■ **TEXTE DE L'EXERCICE**:
La Revue du Spectacle, le magazine des arts de la scène et du spectacle vivant. Infos théâtre, chanson, café-théâtre, cirque, arts de la rue, agenda, CD, etc.



Augmenter la taille du texte
Diminuer la taille du texte
Partager
Théâtre

"Écho" L'écho-système d'un jeune homme éploré…

Si, dans "Les Souffrances du jeune Werther", le héros de Goethe avait recours au suicide pour exorciser le chagrin de ne pouvoir s'approprier l'objet de son désir, Vanasay Khamphommala, artiste compagnonne du TnBA, convoque la nymphe Écho et ses dérivés pour se libérer d'un réel chagrin d'amour. Conçue comme une performance intimiste ouvrant sur une expérience universelle, l'œuvre "transgenre" emprunte à plusieurs univers son écriture tout en se faisant polyphonique.



© Pauline Le Goff.
© Pauline Le Goff.
Montrer à ses semblables un être dans toute la vérité de sa nature amoureuse, tel pourrait être le crédo de celui qui prend d'emblée le risque d'avancer nu sur un plateau de théâtre, portant sur/sous sa peau la honte d'exposer au grand jour une blessure intime. Nu ? Pas tout à fait… Une autre figure le recouvre, celle de la Nymphe Écho, amoureuse folle de Narcisse, privée à jamais de voix pour le lui déclarer suite à la colère de Junon. Après avoir voulu mourir pour en finir avec ce chagrin dévorant qui la mine, un(e) nouvel(le) Écho prendra forme au terme d'une traversée réservant quelques surprises.

■ **INFORMATIONS AFFICHÉES**:
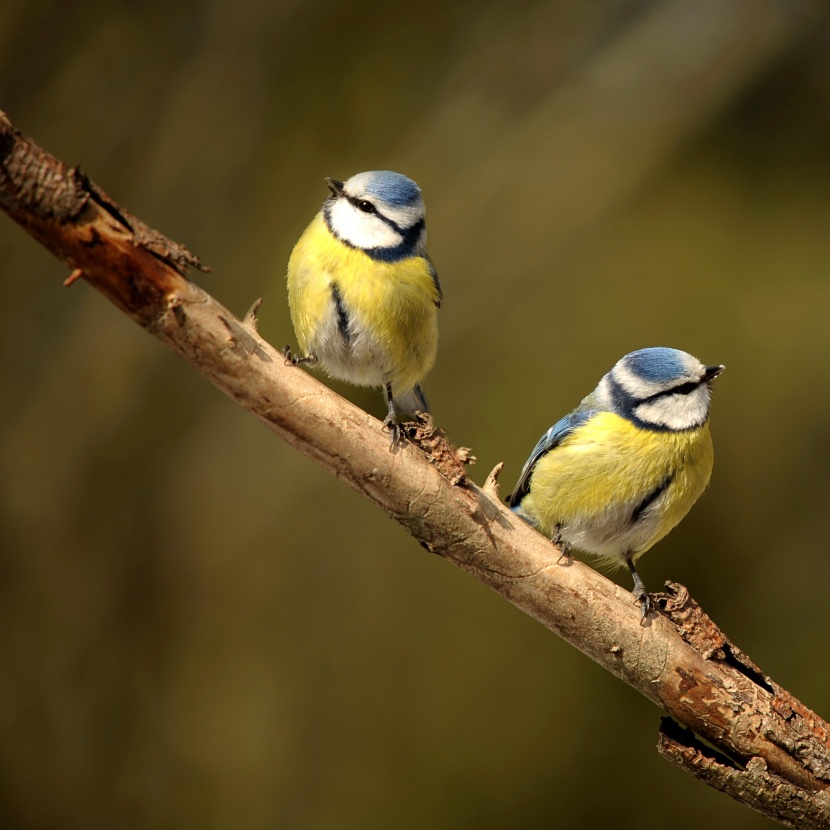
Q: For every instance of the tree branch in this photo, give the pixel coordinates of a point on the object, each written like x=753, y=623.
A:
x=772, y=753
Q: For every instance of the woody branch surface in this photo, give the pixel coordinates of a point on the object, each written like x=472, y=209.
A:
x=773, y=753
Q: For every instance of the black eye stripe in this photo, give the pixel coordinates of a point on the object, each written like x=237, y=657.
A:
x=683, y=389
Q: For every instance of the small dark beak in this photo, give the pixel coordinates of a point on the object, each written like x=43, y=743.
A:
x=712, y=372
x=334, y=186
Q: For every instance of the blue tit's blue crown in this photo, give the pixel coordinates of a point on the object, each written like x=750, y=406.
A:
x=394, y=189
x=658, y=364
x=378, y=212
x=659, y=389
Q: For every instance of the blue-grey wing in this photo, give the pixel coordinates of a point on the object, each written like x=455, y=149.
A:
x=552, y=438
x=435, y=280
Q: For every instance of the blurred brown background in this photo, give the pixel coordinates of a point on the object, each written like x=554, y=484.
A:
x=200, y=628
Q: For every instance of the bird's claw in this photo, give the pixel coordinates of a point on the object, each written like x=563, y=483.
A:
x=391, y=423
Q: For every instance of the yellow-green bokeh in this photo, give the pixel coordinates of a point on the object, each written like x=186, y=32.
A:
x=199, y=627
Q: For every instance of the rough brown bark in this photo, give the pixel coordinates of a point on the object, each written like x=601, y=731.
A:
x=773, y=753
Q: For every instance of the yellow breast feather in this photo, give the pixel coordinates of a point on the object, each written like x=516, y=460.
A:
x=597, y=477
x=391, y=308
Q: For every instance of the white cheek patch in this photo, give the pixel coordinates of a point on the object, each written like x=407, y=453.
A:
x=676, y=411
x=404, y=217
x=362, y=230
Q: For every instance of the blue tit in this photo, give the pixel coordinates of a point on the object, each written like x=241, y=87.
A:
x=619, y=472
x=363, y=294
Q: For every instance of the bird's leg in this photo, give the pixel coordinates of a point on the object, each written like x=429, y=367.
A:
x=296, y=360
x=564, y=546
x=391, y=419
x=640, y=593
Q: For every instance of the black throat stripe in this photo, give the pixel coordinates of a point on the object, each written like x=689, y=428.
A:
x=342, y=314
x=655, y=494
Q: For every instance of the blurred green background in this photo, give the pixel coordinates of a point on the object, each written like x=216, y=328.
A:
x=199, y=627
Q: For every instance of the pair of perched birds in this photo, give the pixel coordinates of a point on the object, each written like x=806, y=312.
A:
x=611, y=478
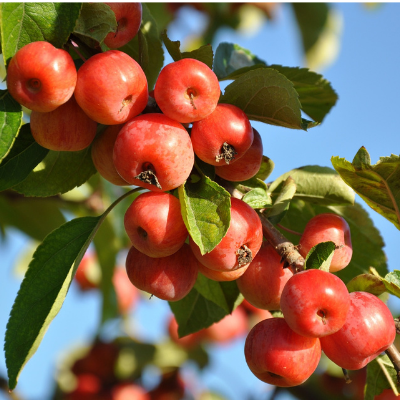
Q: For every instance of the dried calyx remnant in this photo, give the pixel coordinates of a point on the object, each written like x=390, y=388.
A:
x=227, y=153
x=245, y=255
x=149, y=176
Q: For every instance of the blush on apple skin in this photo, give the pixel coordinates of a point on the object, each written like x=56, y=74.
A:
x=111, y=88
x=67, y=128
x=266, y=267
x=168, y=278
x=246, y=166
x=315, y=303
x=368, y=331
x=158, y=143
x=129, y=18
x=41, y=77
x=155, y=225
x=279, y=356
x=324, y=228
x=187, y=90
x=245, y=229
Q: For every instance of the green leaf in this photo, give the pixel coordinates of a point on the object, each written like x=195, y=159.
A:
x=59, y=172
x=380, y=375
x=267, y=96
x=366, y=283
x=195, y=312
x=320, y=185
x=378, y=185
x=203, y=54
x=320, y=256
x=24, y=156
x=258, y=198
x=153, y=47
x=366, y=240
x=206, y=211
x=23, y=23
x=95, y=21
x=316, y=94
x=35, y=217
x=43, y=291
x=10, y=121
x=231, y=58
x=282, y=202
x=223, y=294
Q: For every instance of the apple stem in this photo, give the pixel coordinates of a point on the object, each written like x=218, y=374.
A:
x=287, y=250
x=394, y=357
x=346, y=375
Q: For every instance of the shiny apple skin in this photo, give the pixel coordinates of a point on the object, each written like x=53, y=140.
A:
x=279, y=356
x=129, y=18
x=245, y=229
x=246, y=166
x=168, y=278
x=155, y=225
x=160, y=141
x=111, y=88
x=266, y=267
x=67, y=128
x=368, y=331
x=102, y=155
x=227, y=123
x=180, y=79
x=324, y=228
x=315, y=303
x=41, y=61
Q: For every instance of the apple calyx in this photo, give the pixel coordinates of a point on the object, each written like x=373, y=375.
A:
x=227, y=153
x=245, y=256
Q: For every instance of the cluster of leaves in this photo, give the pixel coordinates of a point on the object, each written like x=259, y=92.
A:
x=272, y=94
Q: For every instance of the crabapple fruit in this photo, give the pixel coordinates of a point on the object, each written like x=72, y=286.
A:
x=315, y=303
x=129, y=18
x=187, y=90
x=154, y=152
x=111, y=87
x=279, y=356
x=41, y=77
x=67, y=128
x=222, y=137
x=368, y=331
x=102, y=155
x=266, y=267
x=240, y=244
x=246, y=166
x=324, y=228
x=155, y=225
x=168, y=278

■ **CONSIGNE**: Mettez en anglais cette phrase du texte de l'exercice : « Conçue comme une performance intimiste ouvrant sur une expérience universelle, l'œuvre "transgenre" emprunte à plusieurs univers son écriture tout en se faisant polyphonique. »

■ **RÉSULTAT**: Conceived as an intimate performance that opens onto a universal experience, the "transgender" work borrows its writing from several worlds while also becoming polyphonic.